### ENTRIES SHOWN
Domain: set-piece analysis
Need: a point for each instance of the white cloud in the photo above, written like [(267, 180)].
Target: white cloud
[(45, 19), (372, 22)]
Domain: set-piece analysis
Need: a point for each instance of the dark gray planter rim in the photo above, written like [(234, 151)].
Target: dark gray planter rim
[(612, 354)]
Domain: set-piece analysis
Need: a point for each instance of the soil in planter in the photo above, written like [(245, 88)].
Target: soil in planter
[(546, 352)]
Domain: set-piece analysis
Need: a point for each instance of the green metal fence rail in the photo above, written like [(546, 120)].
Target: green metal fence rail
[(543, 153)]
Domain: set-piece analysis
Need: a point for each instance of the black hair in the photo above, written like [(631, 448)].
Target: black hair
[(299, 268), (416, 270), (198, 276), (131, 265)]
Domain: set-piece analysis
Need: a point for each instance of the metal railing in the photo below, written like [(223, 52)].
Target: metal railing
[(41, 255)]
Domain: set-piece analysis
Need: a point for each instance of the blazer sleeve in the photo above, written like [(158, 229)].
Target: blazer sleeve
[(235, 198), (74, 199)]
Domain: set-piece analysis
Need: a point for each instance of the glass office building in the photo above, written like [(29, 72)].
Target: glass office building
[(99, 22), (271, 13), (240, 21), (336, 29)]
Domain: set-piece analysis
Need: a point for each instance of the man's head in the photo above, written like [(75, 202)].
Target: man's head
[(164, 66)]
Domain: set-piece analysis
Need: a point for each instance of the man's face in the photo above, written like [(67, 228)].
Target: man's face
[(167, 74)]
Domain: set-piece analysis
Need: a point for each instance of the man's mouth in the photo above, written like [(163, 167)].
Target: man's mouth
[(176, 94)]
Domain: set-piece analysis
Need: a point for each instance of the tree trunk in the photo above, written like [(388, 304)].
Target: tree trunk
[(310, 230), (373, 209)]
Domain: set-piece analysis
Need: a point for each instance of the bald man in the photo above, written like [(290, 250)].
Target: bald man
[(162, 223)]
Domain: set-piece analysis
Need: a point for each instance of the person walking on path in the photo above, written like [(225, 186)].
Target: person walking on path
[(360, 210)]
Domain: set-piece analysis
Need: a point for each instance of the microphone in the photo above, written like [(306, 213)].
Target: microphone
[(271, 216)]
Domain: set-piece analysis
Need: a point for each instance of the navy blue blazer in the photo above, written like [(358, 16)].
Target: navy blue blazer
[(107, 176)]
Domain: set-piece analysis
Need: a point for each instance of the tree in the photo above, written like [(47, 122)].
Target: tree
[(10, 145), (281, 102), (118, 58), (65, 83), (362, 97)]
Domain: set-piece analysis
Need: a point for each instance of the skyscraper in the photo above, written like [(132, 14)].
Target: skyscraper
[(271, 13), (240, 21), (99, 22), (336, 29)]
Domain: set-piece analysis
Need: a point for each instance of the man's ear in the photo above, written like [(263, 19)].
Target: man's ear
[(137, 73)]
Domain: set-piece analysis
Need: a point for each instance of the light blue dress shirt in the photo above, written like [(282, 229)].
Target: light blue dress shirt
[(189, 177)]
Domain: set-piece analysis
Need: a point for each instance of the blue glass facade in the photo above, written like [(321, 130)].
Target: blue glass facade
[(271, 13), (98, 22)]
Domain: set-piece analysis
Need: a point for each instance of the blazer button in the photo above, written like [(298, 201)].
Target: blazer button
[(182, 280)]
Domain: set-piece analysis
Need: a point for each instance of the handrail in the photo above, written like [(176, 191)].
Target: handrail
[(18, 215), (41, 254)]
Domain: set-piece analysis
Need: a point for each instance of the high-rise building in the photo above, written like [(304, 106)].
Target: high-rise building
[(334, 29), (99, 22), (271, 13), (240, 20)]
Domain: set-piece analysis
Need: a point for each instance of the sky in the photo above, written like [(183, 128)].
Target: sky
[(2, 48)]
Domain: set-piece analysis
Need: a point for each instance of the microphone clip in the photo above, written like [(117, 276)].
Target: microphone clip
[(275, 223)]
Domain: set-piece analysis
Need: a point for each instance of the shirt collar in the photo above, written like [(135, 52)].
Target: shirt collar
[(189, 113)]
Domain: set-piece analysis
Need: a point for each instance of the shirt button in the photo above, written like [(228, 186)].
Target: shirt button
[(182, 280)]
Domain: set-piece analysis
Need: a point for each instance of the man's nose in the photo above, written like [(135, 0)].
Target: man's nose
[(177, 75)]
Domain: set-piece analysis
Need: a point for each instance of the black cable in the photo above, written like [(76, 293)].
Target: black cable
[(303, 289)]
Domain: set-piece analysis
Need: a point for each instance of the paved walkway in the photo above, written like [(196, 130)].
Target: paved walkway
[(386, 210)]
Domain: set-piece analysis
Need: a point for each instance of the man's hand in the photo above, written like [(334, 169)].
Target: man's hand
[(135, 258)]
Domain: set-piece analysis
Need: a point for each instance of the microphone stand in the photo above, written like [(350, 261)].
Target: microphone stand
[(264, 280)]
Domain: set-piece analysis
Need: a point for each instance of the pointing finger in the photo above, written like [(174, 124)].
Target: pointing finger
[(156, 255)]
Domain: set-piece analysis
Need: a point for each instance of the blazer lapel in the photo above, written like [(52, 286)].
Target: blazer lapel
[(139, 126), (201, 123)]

### BRIEF
Write out all of the entries above word for word, leaving every line unchanged.

### OUTPUT FOR THIS EXERCISE
Domain: set-piece analysis
Need: a point for each instance of the white cloud in the photo above, written like [(267, 180)].
Target: white cloud
[(45, 19), (372, 22)]
Domain: set-piece analysis
Need: a point for each instance of the dark gray planter rim in the photo above, written like [(234, 151)].
Target: dark gray planter rim
[(612, 354)]
Domain: set-piece analysis
Need: a point for each instance of the soil in planter in the photo above, written like [(245, 88)].
Target: soil in planter
[(546, 352)]
Domain: set-piece analysis
Need: a point for each instance of the green metal fence rail in the photo above, written like [(546, 120)].
Target: green metal fence rail
[(543, 153)]
Domain: set-piece analysis
Need: a point for each instance of the black hair in the photo above, written like [(631, 448)].
Target: black hair
[(299, 268), (416, 270), (198, 276), (131, 265)]
Domain: set-piece analysis
Need: a point for each instance of the metal railing in the photo below, written like [(223, 52)].
Target: metal railing
[(41, 255)]
Domain: set-piece analysis
Need: a point for each instance of the blazer sleeve in the photo above, written like [(158, 229)].
Target: blazer sleeve
[(235, 198), (74, 199)]
Domain: set-piece analysis
Need: a point for each instance of the glass office building in the photo above, written like [(29, 72)].
Target: glass office building
[(99, 22), (271, 13), (240, 21), (336, 29)]
Domain: set-piece analysis
Need: a point for each instance of the man's head in the photo above, written like [(75, 202)].
Target: man's head
[(164, 66)]
Domain: set-piece analysis
Need: a point for each instance of the man's face in the photo above, written like [(67, 228)].
Target: man's face
[(167, 74)]
Domain: set-piece analysis
Need: a point for each instance of the man's mouth in the photo above, written like [(163, 167)].
Target: man's mouth
[(176, 94)]
Domain: set-piece analysis
Need: a point for each instance of the tree trunk in the photo above, written like [(388, 304)].
Target: tree trunk
[(310, 230), (373, 209)]
Domain: set-piece analysis
Need: a point for each instance of the bald man in the photo above, written like [(290, 250)].
Target: bald man
[(162, 223)]
Domain: set-piece analysis
Need: a point for each instance of the person walking on path in the photo above, written like [(225, 186)].
Target: person walking on path
[(360, 210)]
Domain: set-piece analysis
Need: a point for each instance of the microphone in the photo above, written like [(306, 213)].
Target: microphone
[(271, 216)]
Domain: set-piece analysis
Need: a point for each instance of the navy blue blazer in the photo above, written like [(358, 16)].
Target: navy blue blazer
[(107, 176)]
Domain: set-piece analysis
Need: a point for each instance of the tree in the photo above, written like [(47, 122)].
Target: tree
[(10, 145), (281, 102), (118, 58), (65, 83), (362, 97)]
Domain: set-piece analysis
Need: a point for each instance of the skyscraper in the photo above, written like [(132, 14)].
Target: skyscraper
[(271, 13), (240, 21), (99, 22), (336, 29)]
Domain: set-piece analysis
Need: a point for each instance of the man's ear in the photo above, written like [(263, 19)].
Target: man's ear
[(137, 73)]
Domain: set-piece analysis
Need: a point for each instance of the light blue dress shirt in the photo above, written like [(282, 229)].
Target: light blue dress shirt
[(189, 177)]
Domain: set-piece analysis
Need: a point for each instance of the blue glass facade in the photo above, written like [(321, 130)].
Target: blue glass facade
[(271, 13), (98, 22)]
Domain: set-piece analysis
Need: a point for each instance of the blazer button in the photo above, written like [(298, 201)].
Target: blazer button
[(182, 280)]
Domain: set-piece analysis
Need: a point for each instance of the handrail in the photo above, written like [(176, 191)].
Target: handrail
[(18, 215), (41, 254)]
Domain: set-piece analysis
Need: a point for each instance of the high-rise building in the photo above, written like [(304, 106)].
Target: high-rise building
[(334, 29), (99, 22), (271, 13), (240, 20)]
Domain: set-piece analysis
Need: a point for each instance of the sky in the photo above, written like [(183, 128)].
Target: sky
[(2, 48)]
Domain: set-piece analysis
Need: a point for each instance of the microphone clip in the photo above, written like [(117, 276)].
Target: microphone clip
[(275, 223)]
Domain: set-piece analysis
Need: a point for each instance of the shirt collar in the photo above, written like [(135, 52)].
Target: shirt collar
[(189, 113)]
Domain: set-piece analysis
Need: a point for each instance of the shirt button in the photo above, written like [(228, 186)].
Target: shirt button
[(182, 280)]
Domain: set-piece analysis
Need: a point for each instance of the man's nose in the photo above, written like [(135, 0)].
Target: man's nose
[(177, 75)]
Domain: set-piece analysis
Need: a point for each instance of the black cable in the photo above, written like [(76, 293)].
Target: black cable
[(303, 289)]
Domain: set-piece analysis
Need: a point for each instance of the paved walkway in the photo above, written like [(196, 130)].
Target: paved walkway
[(386, 210)]
Domain: set-piece analysis
Need: a point for each instance of the man's hand in the photo above, written like [(334, 169)].
Target: man's hand
[(135, 258)]
Domain: set-piece analysis
Need: a point for each instance of the microphone stand in the photo above, written like [(350, 261)].
Target: microphone stand
[(264, 280)]
Domain: set-piece analysis
Need: a point for each instance of the pointing finger in the photo above, written like [(174, 124)].
Target: pointing finger
[(156, 255)]
Domain: set-piece analysis
Need: a point for each instance of the blazer lapel in the photo above, written like [(52, 286)].
Target: blazer lapel
[(139, 126), (201, 123)]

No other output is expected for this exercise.